TRY IT: Search the records for the string "instance" and copy every line where it turns up.

EXERCISE INPUTS:

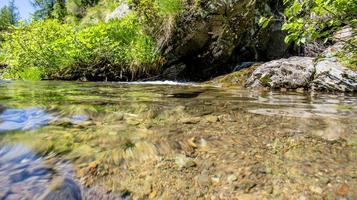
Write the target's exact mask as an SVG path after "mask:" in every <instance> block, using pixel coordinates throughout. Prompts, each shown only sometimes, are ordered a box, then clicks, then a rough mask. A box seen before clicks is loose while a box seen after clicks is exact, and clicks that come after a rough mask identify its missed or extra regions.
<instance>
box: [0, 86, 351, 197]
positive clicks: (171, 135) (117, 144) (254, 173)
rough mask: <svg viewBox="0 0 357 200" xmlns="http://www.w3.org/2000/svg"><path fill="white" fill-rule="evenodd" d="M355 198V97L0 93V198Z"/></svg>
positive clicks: (160, 93) (22, 91)
mask: <svg viewBox="0 0 357 200" xmlns="http://www.w3.org/2000/svg"><path fill="white" fill-rule="evenodd" d="M131 198H134V199H321V198H325V199H357V96H356V95H348V94H345V95H342V94H339V95H335V94H320V93H315V94H314V93H296V92H270V91H269V92H267V91H249V90H244V89H223V88H215V87H206V86H205V87H204V86H200V85H194V84H177V83H172V82H161V83H160V82H151V83H134V84H133V83H130V84H129V83H75V82H1V83H0V199H131Z"/></svg>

PROBLEM SOLUTION:
Write the target's exact mask as an SVG path after "mask:" in every <instance> block, using pixel coordinates throughout. Prompts, each shown only sometimes, are ordered a box, then clicks, then a rough mask. A box seen before clicks is loose while a box seen after clicks is exact, and clicks that come after a rough mask identify its missed or extra regions.
<instance>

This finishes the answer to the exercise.